Supplied text Block Start
The following stories from the August 8, 2008, edition of AOPA ePilot were provided to AOPA members who expressed an interest in the particular subject areas. Any AOPA member can receive information tailored to their areas of interest by updating their preferences online.
|My ePilot Training Tips|
FLYING IN THE RAIN
Surprised to learn that rain is not a show-stopper? Many students are. Precipitation doesn't always reduce ceiling or visibility to levels prohibitive of visual flight. Think of scattered showers on a sunny summer afternoon. But it's essential to know the VFR weather minimums and what's up with the weather. Is a frontal system approaching? Are there thunderstorms? Is there a risk of freezing rain?
Precipitation can reduce visibility, as described in the AOPA Air Safety Foundation's WeatherWise Safety Advisor . Recent or ongoing rain may generate precipitation fog. Precipitation fog forms when rain-saturated air cools to the dew point and could obscure the surface (including the airport).
Most instructors won't let students solo when any precip is forecast, as discussed in the Jan. 27, 2006, "Training Tip: Solo Limitations." But dual instructional flights through scattered showers, or in steady rain under a high overcast, are confidence builders.
Supplied text Block End
**Task 1:** List the weather conditions that the rain-flying training tip says a pilot should check on.
**Task 2:** According to the rain-flying training tip, when does precipitation fog form?
The listing comes from a different source than the rain-flying training tip.
Source material Block Start
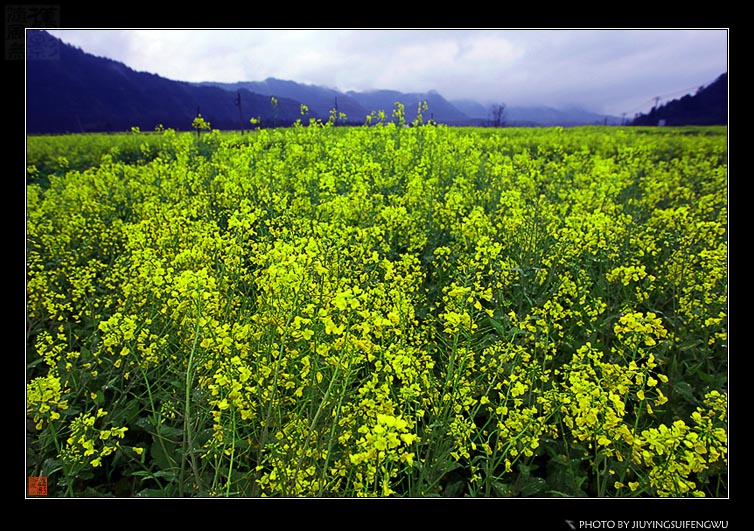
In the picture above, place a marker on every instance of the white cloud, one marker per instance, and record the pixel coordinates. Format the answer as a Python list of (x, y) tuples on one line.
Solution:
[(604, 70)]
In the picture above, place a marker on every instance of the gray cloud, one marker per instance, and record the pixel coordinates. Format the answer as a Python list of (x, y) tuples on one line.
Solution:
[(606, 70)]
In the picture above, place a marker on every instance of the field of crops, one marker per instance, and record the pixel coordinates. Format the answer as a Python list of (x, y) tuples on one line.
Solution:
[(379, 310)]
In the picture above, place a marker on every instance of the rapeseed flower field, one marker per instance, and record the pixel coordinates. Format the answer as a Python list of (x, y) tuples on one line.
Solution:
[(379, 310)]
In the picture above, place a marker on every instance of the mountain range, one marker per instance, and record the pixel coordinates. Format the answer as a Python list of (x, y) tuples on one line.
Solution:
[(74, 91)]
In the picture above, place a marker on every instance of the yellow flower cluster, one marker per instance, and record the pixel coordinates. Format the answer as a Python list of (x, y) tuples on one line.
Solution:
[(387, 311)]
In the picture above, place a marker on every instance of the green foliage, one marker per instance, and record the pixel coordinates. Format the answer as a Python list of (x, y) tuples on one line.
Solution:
Source material Block End
**Answer area 1:**
- Whether a frontal system is approaching
- Whether there are thunderstorms
- Whether there is a risk of freezing rain

**Answer area 2:** It forms when rain-saturated air cools to the dew point.